Saved entries:
● ● ● ● ● ● ●

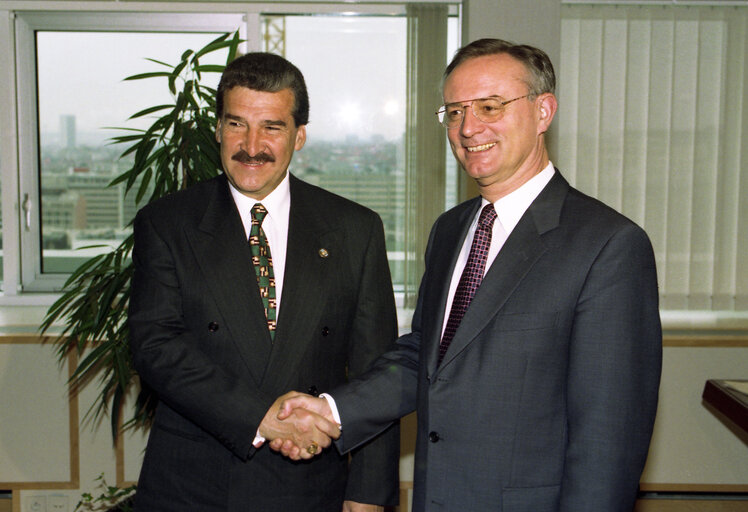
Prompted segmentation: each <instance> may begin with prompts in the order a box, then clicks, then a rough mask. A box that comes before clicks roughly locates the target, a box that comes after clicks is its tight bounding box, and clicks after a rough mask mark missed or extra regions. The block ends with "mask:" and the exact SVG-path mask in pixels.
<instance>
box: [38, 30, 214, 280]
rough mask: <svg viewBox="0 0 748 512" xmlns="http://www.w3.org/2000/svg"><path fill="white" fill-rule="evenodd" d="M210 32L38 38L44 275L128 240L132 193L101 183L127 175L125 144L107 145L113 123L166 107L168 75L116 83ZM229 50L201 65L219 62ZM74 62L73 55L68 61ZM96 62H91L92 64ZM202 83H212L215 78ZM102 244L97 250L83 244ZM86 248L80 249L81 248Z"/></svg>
mask: <svg viewBox="0 0 748 512" xmlns="http://www.w3.org/2000/svg"><path fill="white" fill-rule="evenodd" d="M216 37H217V34H215V33H210V34H207V33H200V34H198V33H132V32H68V31H65V32H55V31H39V32H37V33H36V44H37V66H38V71H37V72H38V115H39V146H40V147H39V155H40V165H39V168H40V190H41V215H40V217H41V219H42V220H41V242H42V243H41V247H42V249H41V251H42V265H41V267H42V271H43V272H44V273H58V272H70V271H72V270H74V269H75V268H76V267H77V266H78V265H80V263H82V262H83V261H85V260H86V259H88V258H90V257H91V256H92V255H94V254H98V253H102V252H107V251H108V250H109V247H114V246H116V245H118V244H119V242H120V241H122V240H123V239H124V238H125V236H127V234H128V231H129V227H128V224H129V222H130V221H131V220H132V218H133V217H134V215H135V212H136V209H137V206H136V205H135V200H134V194H131V195H128V196H125V194H124V186H118V187H108V186H107V185H108V184H109V183H110V182H111V181H112V179H113V178H114V177H116V176H117V175H119V174H121V173H122V172H124V171H126V170H127V169H129V166H130V165H131V164H132V156H129V157H128V158H126V159H123V160H119V155H120V154H121V153H122V152H123V151H124V149H125V146H120V145H117V146H111V145H109V144H108V139H109V138H110V137H112V136H114V135H122V134H123V133H122V132H121V131H119V130H115V129H112V127H129V128H146V127H147V126H148V125H149V124H150V122H152V119H150V118H143V119H139V120H137V121H129V122H128V121H127V119H128V118H129V117H130V116H131V115H132V114H134V113H135V112H138V111H139V110H142V109H144V108H146V107H149V106H153V105H161V104H167V103H172V102H173V100H172V98H171V96H170V94H169V89H168V86H167V82H166V79H145V80H136V81H127V82H125V81H123V79H124V78H125V77H127V76H131V75H135V74H139V73H144V72H152V71H164V70H167V68H165V67H164V66H161V65H158V64H156V63H153V62H150V61H148V60H146V59H155V60H158V61H161V62H165V63H168V64H174V63H176V62H178V60H179V58H180V56H181V54H182V53H183V52H184V51H185V50H186V49H199V48H202V47H203V46H204V45H205V44H207V43H208V42H210V41H212V40H213V39H215V38H216ZM225 55H226V53H222V54H219V53H218V52H217V53H216V54H215V55H211V56H210V58H206V59H205V63H221V62H225V59H226V57H225ZM71 56H74V57H71ZM92 64H93V65H92ZM205 80H212V81H213V83H210V82H209V85H210V86H212V87H215V85H216V84H217V81H218V75H217V74H212V73H211V74H206V75H205ZM91 245H105V246H107V247H104V248H95V249H94V248H91V249H87V248H84V247H86V246H91ZM81 248H84V249H81Z"/></svg>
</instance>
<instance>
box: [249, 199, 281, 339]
mask: <svg viewBox="0 0 748 512" xmlns="http://www.w3.org/2000/svg"><path fill="white" fill-rule="evenodd" d="M267 213H268V211H267V210H266V209H265V207H264V206H262V204H261V203H256V204H255V205H254V206H253V207H252V229H251V230H250V232H249V245H250V248H251V249H252V264H253V265H254V267H255V274H257V285H258V286H259V287H260V297H262V304H263V306H265V317H266V318H267V320H268V329H269V330H270V339H271V340H272V339H274V338H275V275H274V274H273V258H272V256H271V255H270V246H269V245H268V239H267V237H266V236H265V231H264V230H263V229H262V219H264V218H265V215H267Z"/></svg>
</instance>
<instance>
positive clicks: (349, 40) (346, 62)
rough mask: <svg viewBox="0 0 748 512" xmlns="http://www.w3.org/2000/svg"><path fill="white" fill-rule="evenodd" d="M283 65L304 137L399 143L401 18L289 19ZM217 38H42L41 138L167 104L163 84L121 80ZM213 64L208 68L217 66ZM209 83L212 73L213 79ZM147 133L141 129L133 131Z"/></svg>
mask: <svg viewBox="0 0 748 512" xmlns="http://www.w3.org/2000/svg"><path fill="white" fill-rule="evenodd" d="M286 32H287V39H286V57H287V58H288V59H289V60H291V61H292V62H293V63H294V64H296V65H297V66H298V67H299V68H300V69H301V71H302V72H303V73H304V77H305V79H306V81H307V87H308V89H309V96H310V103H311V113H310V124H309V127H308V129H307V130H308V135H309V139H310V141H311V140H314V139H319V140H322V139H326V140H330V139H340V138H345V137H347V136H349V135H356V136H358V137H359V138H368V137H370V136H372V135H381V136H383V137H385V138H387V139H396V138H399V137H400V136H401V135H402V133H403V132H404V129H405V111H404V108H405V89H406V84H405V61H406V54H405V48H406V20H405V19H404V18H386V17H327V16H318V17H309V16H290V17H288V18H287V26H286ZM215 37H216V36H215V35H214V34H153V33H151V34H148V33H116V34H112V33H100V32H76V33H70V32H40V33H39V35H38V56H39V57H38V59H39V89H40V98H39V110H40V117H41V129H42V132H43V133H45V132H57V131H59V127H60V116H61V115H75V116H76V123H77V129H78V131H79V132H86V131H92V130H93V129H96V128H101V127H105V126H123V125H125V120H126V119H127V117H129V116H130V115H131V114H133V113H134V112H136V111H137V110H139V109H142V108H145V107H148V106H151V105H156V104H161V103H169V102H170V101H171V99H170V97H169V95H168V89H167V87H166V81H165V79H147V80H138V81H128V82H124V81H123V80H122V79H123V78H124V77H126V76H129V75H133V74H138V73H143V72H148V71H154V70H160V69H163V68H162V67H159V66H158V65H156V64H153V63H151V62H149V61H147V60H146V58H147V57H149V58H154V59H157V60H161V61H164V62H167V63H169V64H174V63H176V62H177V61H178V59H179V57H180V55H181V54H182V52H183V51H184V50H185V49H187V48H191V49H199V48H201V47H202V46H204V45H205V44H206V43H207V42H209V41H211V40H212V39H214V38H215ZM224 59H225V57H224ZM221 60H222V59H221V58H216V59H215V62H219V61H221ZM211 79H212V84H211V85H213V86H215V84H216V83H217V81H218V75H217V74H216V75H214V76H213V77H211ZM143 126H145V125H144V124H142V123H141V124H140V127H143Z"/></svg>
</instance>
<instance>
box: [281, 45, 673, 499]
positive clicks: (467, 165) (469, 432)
mask: <svg viewBox="0 0 748 512" xmlns="http://www.w3.org/2000/svg"><path fill="white" fill-rule="evenodd" d="M444 76H445V78H444V85H443V94H444V102H445V103H444V106H443V107H442V108H440V109H439V111H438V112H437V115H438V119H439V122H441V123H442V124H443V125H444V126H445V128H446V129H447V136H448V137H449V142H450V145H451V147H452V151H453V152H454V155H455V157H457V159H458V161H459V162H460V164H461V166H462V168H463V169H464V170H465V172H466V173H467V174H468V175H469V176H470V177H471V178H473V179H474V180H475V181H476V183H477V184H478V188H479V190H480V195H481V197H478V198H475V199H472V200H469V201H467V202H465V203H462V204H460V205H458V206H456V207H455V208H452V209H451V210H449V211H447V212H446V213H444V214H443V215H441V216H440V217H439V218H438V219H437V221H436V223H435V224H434V227H433V229H432V231H431V236H430V238H429V242H428V247H427V249H426V256H425V259H426V270H425V274H424V276H423V280H422V282H421V287H420V294H419V297H418V304H417V307H416V311H415V314H414V317H413V329H412V332H411V333H410V334H406V335H405V336H402V337H401V338H400V339H399V340H398V348H397V349H396V350H393V351H391V352H388V353H387V354H385V355H384V356H382V357H381V358H380V359H379V361H378V362H377V363H376V364H375V368H374V369H373V370H371V371H370V372H368V373H367V374H365V375H363V376H362V377H361V378H359V379H355V380H353V381H352V382H351V383H349V384H348V385H345V386H342V387H340V388H337V389H332V390H330V391H329V394H330V397H328V398H327V399H324V398H312V397H307V396H304V395H299V396H295V397H293V396H288V397H287V398H286V400H285V402H284V404H283V405H282V413H281V417H283V415H284V414H287V413H288V412H289V411H291V410H293V409H294V408H296V407H304V408H307V409H310V410H314V411H316V412H318V413H320V414H322V415H325V416H327V417H328V418H329V419H335V420H336V421H338V422H339V423H341V425H342V435H341V437H340V439H338V441H336V445H337V447H338V448H339V449H340V450H341V451H342V452H346V451H348V450H351V449H354V448H356V447H357V446H359V445H361V443H364V442H366V441H367V440H368V439H371V438H372V436H374V435H376V434H377V433H378V432H380V431H381V430H382V429H384V428H386V427H387V425H388V424H389V422H390V421H392V420H394V419H395V418H398V417H400V416H403V415H405V414H408V413H409V412H411V411H413V410H417V412H418V432H417V434H418V438H417V444H416V455H415V477H414V488H413V510H414V511H416V512H423V511H429V512H432V511H455V510H460V511H475V512H483V511H486V510H503V511H504V512H510V511H511V512H516V511H524V512H560V511H563V512H613V511H621V512H624V511H625V512H631V510H632V509H633V507H634V502H635V499H636V493H637V485H638V481H639V478H640V476H641V472H642V469H643V467H644V462H645V460H646V456H647V451H648V446H649V441H650V437H651V434H652V427H653V423H654V417H655V411H656V408H657V395H658V387H659V379H660V369H661V358H662V339H661V328H660V319H659V313H658V292H657V279H656V272H655V261H654V255H653V252H652V247H651V244H650V242H649V239H648V238H647V235H646V234H645V233H644V231H643V230H642V229H641V228H639V227H638V226H636V225H635V224H634V223H633V222H631V221H630V220H628V219H626V218H625V217H623V216H622V215H620V214H619V213H617V212H615V211H614V210H613V209H611V208H609V207H607V206H605V205H603V204H602V203H600V202H599V201H597V200H595V199H592V198H590V197H588V196H585V195H584V194H582V193H581V192H579V191H577V190H575V189H574V188H572V187H571V186H570V185H569V184H568V182H567V181H566V180H565V179H564V178H563V177H562V175H561V173H560V172H559V171H558V170H557V169H555V168H554V166H553V164H552V163H551V162H550V160H549V157H548V152H547V149H546V144H545V134H546V132H547V130H548V129H549V127H550V125H551V121H552V119H553V117H554V114H555V113H556V108H557V102H556V97H555V96H554V88H555V76H554V72H553V67H552V65H551V62H550V60H549V59H548V56H547V55H546V54H545V53H544V52H543V51H541V50H539V49H537V48H532V47H530V46H525V45H514V44H511V43H508V42H505V41H501V40H495V39H485V40H479V41H475V42H473V43H471V44H469V45H467V46H466V47H464V48H462V49H461V50H459V51H458V52H457V54H456V56H455V57H454V59H453V60H452V62H451V63H450V64H449V66H448V67H447V69H446V72H445V74H444ZM331 406H332V408H331ZM273 447H274V448H275V449H280V450H281V451H283V452H284V453H286V454H290V455H294V454H295V453H296V452H298V448H297V447H295V446H293V445H292V443H290V442H285V443H280V442H277V441H276V442H274V443H273Z"/></svg>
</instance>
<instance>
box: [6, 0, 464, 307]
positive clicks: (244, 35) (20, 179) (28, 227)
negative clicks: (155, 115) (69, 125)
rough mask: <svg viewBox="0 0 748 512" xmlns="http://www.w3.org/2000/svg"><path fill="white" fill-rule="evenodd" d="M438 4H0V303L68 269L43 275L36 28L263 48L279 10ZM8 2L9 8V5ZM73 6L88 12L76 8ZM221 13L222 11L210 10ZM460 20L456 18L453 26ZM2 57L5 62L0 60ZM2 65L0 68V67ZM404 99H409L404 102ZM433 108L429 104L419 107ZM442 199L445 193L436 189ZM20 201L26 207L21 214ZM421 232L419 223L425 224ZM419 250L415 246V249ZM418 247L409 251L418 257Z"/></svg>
mask: <svg viewBox="0 0 748 512" xmlns="http://www.w3.org/2000/svg"><path fill="white" fill-rule="evenodd" d="M427 3H440V4H445V5H447V6H448V9H449V15H450V16H457V18H458V19H460V18H461V15H462V12H461V9H462V7H461V2H460V1H459V0H430V1H428V2H427V1H426V0H410V2H403V1H400V2H392V1H389V0H385V1H383V2H381V3H375V4H366V5H355V6H352V5H351V4H349V3H346V2H330V3H324V4H317V3H315V4H314V5H311V4H305V3H293V2H288V3H287V2H275V3H272V4H270V3H268V4H251V5H248V6H247V5H238V4H220V3H210V4H193V3H181V2H180V3H169V4H161V3H158V4H148V5H143V4H139V5H138V7H137V11H135V10H133V6H132V5H123V4H111V3H101V4H98V3H97V4H91V3H90V2H66V3H65V4H64V5H62V4H59V3H54V2H39V3H36V2H35V3H34V4H33V6H31V5H30V4H29V2H24V1H20V2H9V3H8V4H7V5H8V6H7V7H6V8H5V9H0V19H3V18H2V15H3V14H6V13H7V14H8V16H7V19H8V23H7V24H5V23H3V22H0V43H4V44H5V43H7V44H6V47H7V48H9V51H8V52H7V54H5V53H3V54H2V56H0V64H2V68H3V70H0V89H2V88H4V89H5V90H6V91H7V94H2V93H0V124H1V125H3V126H6V127H11V128H10V129H9V130H8V133H7V135H8V136H6V133H5V132H4V133H3V136H2V137H1V138H0V172H1V174H0V178H1V179H2V218H3V221H4V222H3V241H4V251H3V281H2V286H3V292H2V294H0V305H4V304H11V305H17V304H32V305H39V304H45V305H46V304H50V303H51V302H53V301H54V300H55V299H56V297H57V296H58V294H59V290H61V289H62V287H63V285H64V283H65V280H66V279H67V278H68V276H69V274H48V273H47V274H43V273H42V272H41V269H42V253H41V236H40V233H41V229H42V226H41V219H40V218H39V216H40V209H39V208H38V205H39V202H40V201H41V197H40V176H39V151H40V150H39V148H38V142H39V137H38V129H37V122H38V121H37V119H38V118H37V90H36V55H35V31H37V30H69V31H86V30H90V31H138V32H150V31H158V32H164V31H165V32H205V31H211V32H212V31H218V32H229V31H234V30H236V26H237V20H241V21H240V25H239V26H240V27H241V29H240V33H241V36H242V38H244V39H246V40H247V43H245V45H244V46H245V47H244V48H243V50H244V51H253V50H255V51H257V50H262V48H261V47H260V46H261V45H262V39H261V31H262V27H261V17H262V16H264V15H272V14H274V13H283V14H352V15H396V16H406V15H407V14H408V5H417V4H427ZM14 7H15V8H14ZM76 7H80V8H84V9H88V8H90V9H91V11H75V10H74V9H75V8H76ZM216 12H220V13H221V14H214V13H216ZM458 25H459V23H458ZM6 61H7V62H6ZM6 64H7V65H6ZM409 101H410V100H409ZM418 108H419V109H425V110H433V105H431V104H429V105H426V106H421V105H419V106H418ZM439 193H440V197H444V195H445V192H444V190H440V191H439ZM24 204H25V205H27V208H28V206H30V208H28V209H27V211H26V212H24ZM424 229H425V228H424ZM421 252H422V251H421ZM421 252H417V254H416V256H420V254H421Z"/></svg>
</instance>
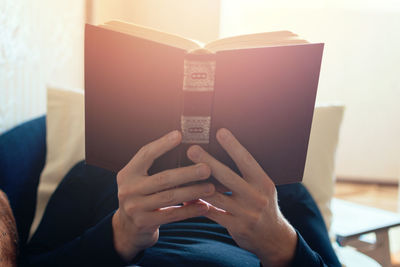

● ● ● ● ● ● ●

What the task requires: Up to and including the line containing "box: [38, 30, 214, 280]", repeat every line from the start of the data, but none of the pictures.

Response area:
Prompted segmentation: each <instance> may begin with prompts in the order a box, then clicks, then a rough mask. A box that comes before clicks roughly locates the target, a box that comes after clicks is its tight bounding box, and clicks after a rough mask mark missed or extra regions. The block ends with "mask:" and the exact SVG-path mask in pixels.
<instance>
box: [38, 30, 214, 280]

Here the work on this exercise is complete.